Task statement = Start at the line containing "person in white" and go through the end of the material. Rewrite those lines with "uniform" changed to "outfit", keeping everything else the same.

** start of Data listing **

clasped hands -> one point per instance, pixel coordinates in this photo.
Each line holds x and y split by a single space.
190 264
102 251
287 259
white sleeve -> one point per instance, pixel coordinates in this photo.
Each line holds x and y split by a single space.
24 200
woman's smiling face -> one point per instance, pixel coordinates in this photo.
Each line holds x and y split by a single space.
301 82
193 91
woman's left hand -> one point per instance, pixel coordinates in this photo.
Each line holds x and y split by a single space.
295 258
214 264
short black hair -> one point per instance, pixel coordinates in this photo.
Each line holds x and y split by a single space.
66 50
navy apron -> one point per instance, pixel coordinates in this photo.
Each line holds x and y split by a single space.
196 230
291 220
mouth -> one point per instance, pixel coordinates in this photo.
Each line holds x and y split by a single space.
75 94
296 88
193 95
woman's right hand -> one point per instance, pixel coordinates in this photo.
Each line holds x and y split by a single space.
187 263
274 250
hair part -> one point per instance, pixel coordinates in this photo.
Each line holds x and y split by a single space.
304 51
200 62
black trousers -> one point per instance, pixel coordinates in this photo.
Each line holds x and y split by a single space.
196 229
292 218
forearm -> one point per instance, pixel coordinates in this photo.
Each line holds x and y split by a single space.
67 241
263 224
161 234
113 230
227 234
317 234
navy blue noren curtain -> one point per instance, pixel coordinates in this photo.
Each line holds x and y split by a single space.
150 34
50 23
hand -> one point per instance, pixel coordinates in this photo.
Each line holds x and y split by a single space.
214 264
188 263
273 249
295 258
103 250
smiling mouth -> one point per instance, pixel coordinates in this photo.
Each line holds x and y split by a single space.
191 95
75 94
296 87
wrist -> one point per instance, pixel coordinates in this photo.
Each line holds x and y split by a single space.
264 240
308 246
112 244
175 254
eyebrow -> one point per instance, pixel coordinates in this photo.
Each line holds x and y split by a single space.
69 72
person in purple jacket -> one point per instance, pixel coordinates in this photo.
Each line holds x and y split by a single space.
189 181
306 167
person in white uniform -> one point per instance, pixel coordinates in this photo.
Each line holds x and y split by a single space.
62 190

** end of Data listing **

The result =
person in white outfit -> one point per instance, pixel coordinates in this photo.
Each line holds x and y split by a single space.
62 190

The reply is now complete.